> _SUPPLIED ENTRIES_:
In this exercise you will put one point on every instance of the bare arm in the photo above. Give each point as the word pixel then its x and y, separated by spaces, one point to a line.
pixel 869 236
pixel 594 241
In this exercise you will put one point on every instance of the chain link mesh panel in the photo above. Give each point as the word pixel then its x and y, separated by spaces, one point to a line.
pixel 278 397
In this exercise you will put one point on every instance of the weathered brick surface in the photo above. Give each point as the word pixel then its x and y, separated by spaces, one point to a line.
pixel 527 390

> _SET TASK_: Output these lines as a Markdown table with two columns, No. and Line, giving each line its row number and omitting any blank lines.

> _RESPONSE TO THIS TASK_:
| No. | Line |
|---|---|
| 1 | In this exercise you will put one point on every instance of the bare arm in the photo above. Give each point as the word pixel then its x and y, separated by spaces, one point to a line. |
| 2 | pixel 869 236 |
| 3 | pixel 594 241 |
| 4 | In this exercise you will put one point on every instance of the chain link mesh panel in the photo above. Give each point as the word pixel then its x and y, separated by spaces, one point to a line. |
| 5 | pixel 278 397 |
| 6 | In this exercise you will put one point on every instance of the weathered brick surface in the photo above. Give each point as the word pixel then its x and y, separated by spaces, one point to a line. |
| 7 | pixel 527 390 |